Gib aus dem Dokumentauszug unten den Abschnitt wörtlich aus, der bei den Worten "Wir brauchen eine" einsetzt und nach den Worten "seinen Betrieb aufnehmen." endet.

■ DOKUMENTAUSZUG ■
────────────────

Wir brauchen eine eucharistische Spiritualität
Der Heute-bei-dir-Prozess, mit dem sich unser Bistum für die Zukunft wappnen will, geht nun in seine letzte Phase. Es werden neue pastorale Räume gebildet. Alles deutet darauf hin, dass unser neuer pastoraler Raum Gangelt und Selfkant sein wird. Ab 2024 wird es eine Übergangsphase geben, ab 2028 soll der neue pastorale Raum dann fertig eingerichtet sein und seinen Betrieb aufnehmen.
In diesem Zusammenhang kommen Gerüchte auf, was mit uns Priestern dann werden wird. Ich kann an dieser Stelle alle Gerüchte entkräften, denn es steht nichts fest. Wir warten also ab, was kommen wird. Eins ist aber sicher, ganz unabhängig vom Prozess der Umstrukturierungen: Es werden voraussichtlich in den nächsten Jahren weniger Priester sein, so dass auch weniger Messen gefeiert werden können. Ob das noch lange dauert oder schon bald der Fall sein wird, das liegt in Gottes Hand. Aber wir müssen uns zunächst auf ein Weniger einstellen, bevor es mit Gottes Hilfe dann wieder bergauf gehen wird mit der Kirche.

────────────────

■ DATENAUSZUG ■
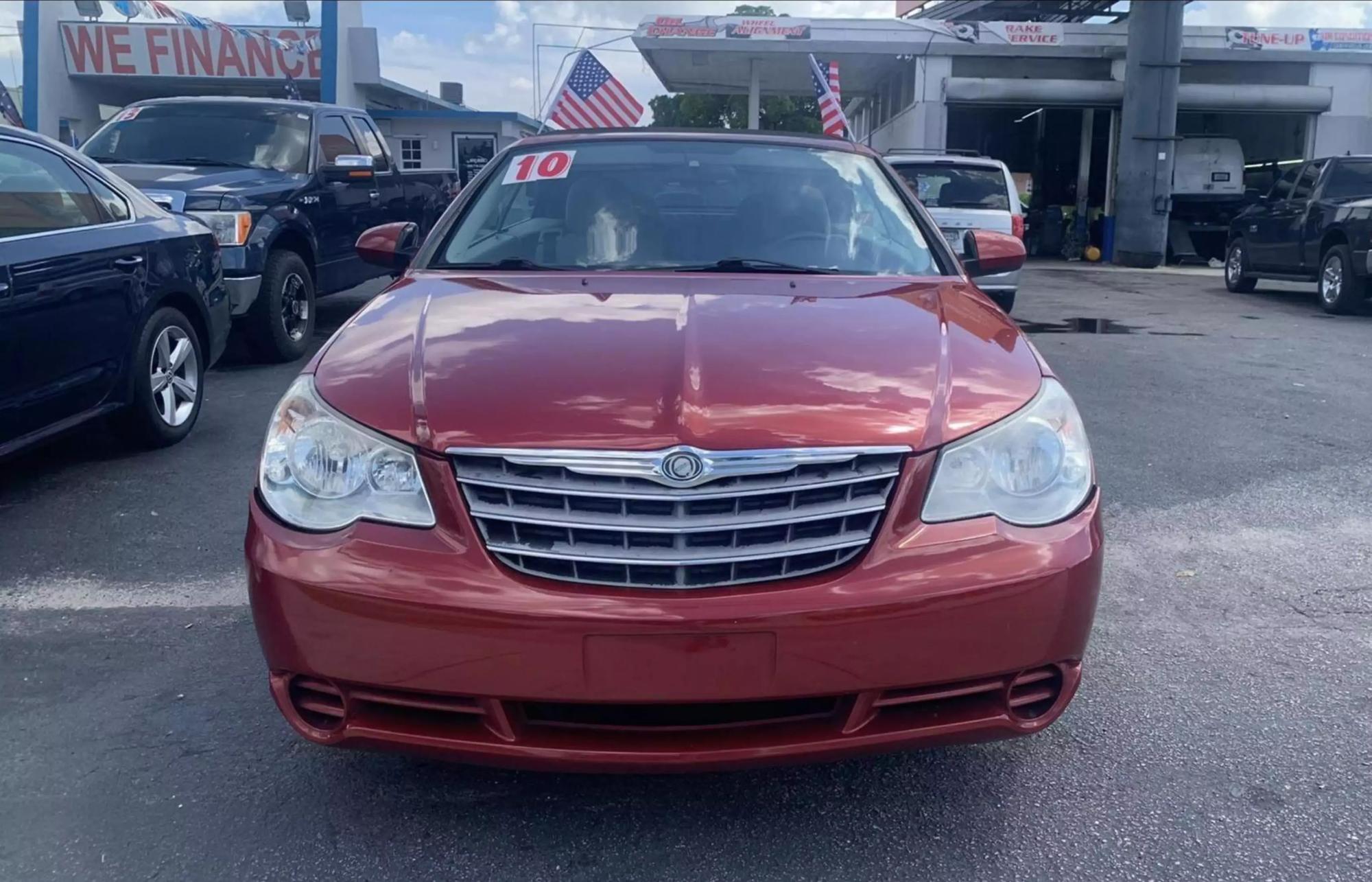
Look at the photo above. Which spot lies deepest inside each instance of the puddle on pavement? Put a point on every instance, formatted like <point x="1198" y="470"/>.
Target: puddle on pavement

────────────────

■ ANTWORT ■
Wir brauchen eine eucharistische Spiritualität
Der Heute-bei-dir-Prozess, mit dem sich unser Bistum für die Zukunft wappnen will, geht nun in seine letzte Phase. Es werden neue pastorale Räume gebildet. Alles deutet darauf hin, dass unser neuer pastoraler Raum Gangelt und Selfkant sein wird. Ab 2024 wird es eine Übergangsphase geben, ab 2028 soll der neue pastorale Raum dann fertig eingerichtet sein und seinen Betrieb aufnehmen.